===== MATERIAL TO PROCESS =====
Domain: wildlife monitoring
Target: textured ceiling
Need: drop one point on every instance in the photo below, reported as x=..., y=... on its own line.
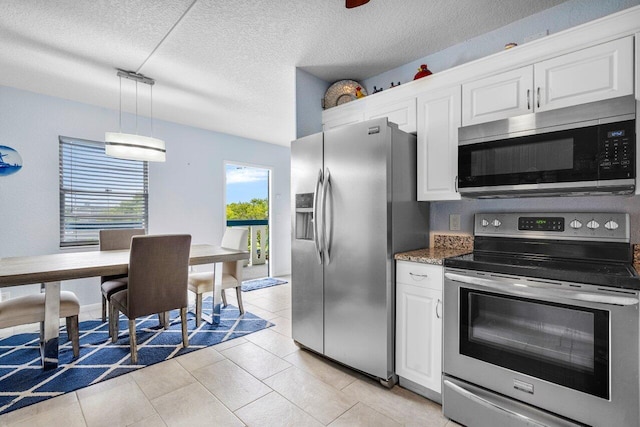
x=227, y=66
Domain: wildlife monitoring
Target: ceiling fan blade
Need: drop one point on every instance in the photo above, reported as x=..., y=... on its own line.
x=355, y=3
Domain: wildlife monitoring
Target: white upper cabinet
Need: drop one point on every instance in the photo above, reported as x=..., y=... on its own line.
x=497, y=97
x=398, y=105
x=402, y=113
x=438, y=122
x=340, y=116
x=600, y=72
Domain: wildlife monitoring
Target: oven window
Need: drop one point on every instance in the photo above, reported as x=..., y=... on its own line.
x=563, y=344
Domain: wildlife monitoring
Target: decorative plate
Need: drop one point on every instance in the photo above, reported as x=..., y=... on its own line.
x=10, y=160
x=341, y=92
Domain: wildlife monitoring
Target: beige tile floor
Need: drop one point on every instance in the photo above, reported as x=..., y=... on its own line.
x=262, y=379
=====
=== REQUIRED WORK ===
Retype every entry exactly, but keep the pictures out of your copy.

=== YOUR SOLUTION ===
Domain: wildlife monitoring
Target: textured ceiling
Need: drop one point on every instance in the photo below, reported as x=..., y=... on its own line.
x=227, y=66
Domain: wildlife monitoring
Target: ceiling fan blade
Need: drop one point on every instance in the photo above, reported as x=..., y=... on its own line.
x=355, y=3
Domain: wildlife monitoring
Target: white upper cabinet
Need: drop one point on every instance in the photo above, reported as x=..., y=... on its own line.
x=497, y=97
x=398, y=105
x=402, y=113
x=438, y=122
x=340, y=116
x=600, y=72
Domain: wildlife monitoring
Target: oven window
Need: drop one point on every instance in the photo above, reported as x=..., y=... on its own line.
x=563, y=344
Domain: wildlife monitoring
Target: decorative plate
Need: drop one point on every instance in the photo above, reported as x=..., y=... on its own line.
x=10, y=160
x=341, y=92
Domain: wildlife monitoring
Target: beige tile floor
Need: drop one point on every instance in the photo above, reported as x=..., y=... on its own line.
x=262, y=379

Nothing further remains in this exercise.